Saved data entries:
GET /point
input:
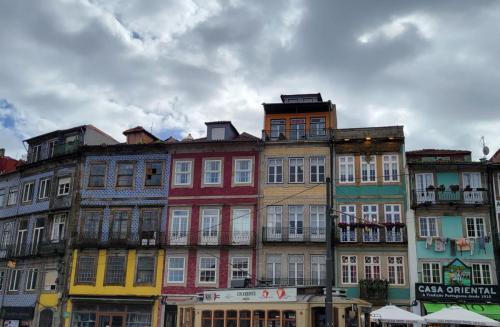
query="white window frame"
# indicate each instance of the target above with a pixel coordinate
(206, 164)
(476, 232)
(351, 269)
(396, 265)
(63, 186)
(482, 272)
(371, 174)
(274, 163)
(238, 170)
(32, 279)
(56, 234)
(347, 163)
(427, 219)
(170, 268)
(239, 270)
(298, 178)
(44, 188)
(431, 278)
(178, 172)
(389, 162)
(370, 271)
(28, 192)
(200, 269)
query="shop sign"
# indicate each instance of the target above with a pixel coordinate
(251, 295)
(442, 292)
(457, 274)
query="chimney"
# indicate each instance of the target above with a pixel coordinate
(138, 135)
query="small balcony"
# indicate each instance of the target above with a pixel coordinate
(374, 291)
(293, 235)
(390, 234)
(210, 238)
(439, 196)
(296, 134)
(295, 282)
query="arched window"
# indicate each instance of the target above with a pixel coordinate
(273, 318)
(289, 319)
(206, 318)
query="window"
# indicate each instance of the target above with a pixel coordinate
(154, 173)
(119, 226)
(182, 172)
(97, 175)
(50, 283)
(58, 225)
(275, 170)
(86, 269)
(391, 168)
(273, 269)
(428, 226)
(145, 270)
(296, 170)
(346, 169)
(368, 168)
(51, 147)
(318, 269)
(28, 192)
(318, 126)
(372, 267)
(349, 269)
(210, 226)
(295, 222)
(91, 225)
(218, 133)
(208, 270)
(431, 272)
(212, 172)
(15, 279)
(12, 199)
(63, 186)
(241, 226)
(481, 274)
(179, 228)
(175, 270)
(115, 270)
(44, 189)
(240, 268)
(2, 279)
(348, 218)
(31, 281)
(475, 227)
(317, 169)
(395, 266)
(243, 171)
(317, 222)
(298, 129)
(277, 129)
(2, 197)
(296, 270)
(370, 216)
(36, 153)
(125, 174)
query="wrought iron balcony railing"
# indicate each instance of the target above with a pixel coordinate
(293, 234)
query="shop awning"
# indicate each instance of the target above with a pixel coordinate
(489, 310)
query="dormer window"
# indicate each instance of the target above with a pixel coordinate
(218, 133)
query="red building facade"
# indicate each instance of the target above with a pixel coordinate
(212, 214)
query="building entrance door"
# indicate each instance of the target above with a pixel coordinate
(111, 320)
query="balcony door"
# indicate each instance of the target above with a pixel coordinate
(422, 182)
(471, 182)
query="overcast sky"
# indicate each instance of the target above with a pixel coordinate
(432, 66)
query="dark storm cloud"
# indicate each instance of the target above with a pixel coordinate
(429, 65)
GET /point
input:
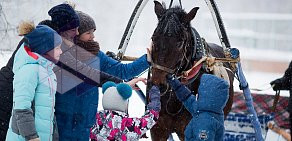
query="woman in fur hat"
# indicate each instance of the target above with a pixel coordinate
(76, 106)
(34, 84)
(65, 20)
(114, 123)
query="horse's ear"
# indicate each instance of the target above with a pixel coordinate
(158, 8)
(191, 15)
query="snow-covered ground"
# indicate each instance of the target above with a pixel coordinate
(246, 31)
(259, 80)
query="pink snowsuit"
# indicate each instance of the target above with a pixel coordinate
(115, 125)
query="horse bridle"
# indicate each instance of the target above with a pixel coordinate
(169, 70)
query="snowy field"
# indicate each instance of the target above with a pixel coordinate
(259, 29)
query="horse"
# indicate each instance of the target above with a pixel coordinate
(176, 45)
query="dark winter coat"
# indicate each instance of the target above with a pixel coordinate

* **The problem**: Omit every picture, then repeat the remaining data exactly as it appears above.

* **Response below**:
GET /point
input:
query="white window frame"
# indicate each instance of the target above with a pixel coordinate
(206, 164)
(476, 232)
(351, 269)
(396, 265)
(63, 186)
(482, 272)
(371, 174)
(274, 163)
(238, 170)
(32, 279)
(56, 234)
(347, 163)
(427, 219)
(170, 268)
(239, 270)
(298, 178)
(44, 188)
(431, 278)
(178, 172)
(389, 162)
(370, 271)
(28, 192)
(200, 269)
query="shop sign"
# indicate each instance of the target above with a pixel coordinate
(251, 295)
(442, 292)
(457, 274)
query="chimney"
# indicate each instance of the target above with a pixel coordinate
(138, 135)
query="small balcony"
# indicate each instance of the target above with a pixel coordinate
(374, 291)
(293, 235)
(390, 234)
(210, 238)
(439, 196)
(296, 134)
(295, 282)
query="arched window"
# indicate each instance of the target above with a pixel coordinate
(273, 318)
(289, 319)
(206, 318)
query="window"
# indicate each instance of the target above with a pixel coordinate
(154, 173)
(119, 226)
(182, 172)
(97, 175)
(50, 283)
(58, 225)
(275, 170)
(86, 269)
(391, 168)
(273, 269)
(428, 226)
(145, 270)
(296, 170)
(346, 169)
(368, 168)
(51, 147)
(318, 269)
(28, 192)
(318, 126)
(372, 267)
(349, 269)
(210, 226)
(295, 222)
(91, 225)
(218, 133)
(208, 270)
(431, 272)
(212, 172)
(15, 279)
(12, 199)
(63, 186)
(241, 226)
(481, 274)
(179, 228)
(175, 270)
(115, 270)
(44, 189)
(240, 268)
(2, 279)
(348, 218)
(31, 281)
(475, 227)
(317, 169)
(395, 266)
(243, 171)
(317, 222)
(298, 129)
(277, 129)
(2, 197)
(296, 270)
(370, 216)
(36, 153)
(125, 174)
query="wrought iron balcony railing"
# indicate each instance of the target above with a pixel coordinate
(293, 234)
query="shop awning"
# indicate each instance of the target above with a pixel coordinate
(489, 310)
query="dormer window"
# indicate each instance of the target above with a pixel coordinate
(218, 133)
query="red building facade"
# indicate each instance of the target above with a pixel coordinate
(212, 214)
query="building entrance door"
# indicate each instance of the target above with a pixel coordinate
(111, 320)
query="balcony door"
# indicate each instance of the target above with a pixel coordinate
(422, 182)
(471, 182)
query="overcast sky"
# indicate each instance of the target above with a pixel coordinate
(432, 66)
query="dark storm cloud"
# indicate each instance of the target above with a pixel coordinate
(429, 65)
GET /point
input:
query="woman in fur hat"
# indicate each instance of the target above with a pixel coordinate
(76, 106)
(34, 84)
(65, 20)
(114, 123)
query="horse's ear"
# indicate each instance of the target above with a pixel coordinate
(158, 8)
(191, 15)
query="snow-covered ground"
# indicate each instance of the target above with a pixel coordinate
(246, 31)
(259, 80)
query="pink snowsuit"
# indicate each instance of the target above with a pixel coordinate
(115, 125)
query="horse bridle"
# indicate each instance of the target above with a pixel coordinate
(169, 70)
query="snowy field"
# indicate each instance of the target above with a pixel coordinate
(259, 29)
query="horse"
# indicate each instance of the target above with a pixel coordinate
(176, 45)
query="dark winter coat"
# indicate each instance of the target above with a pixel coordinate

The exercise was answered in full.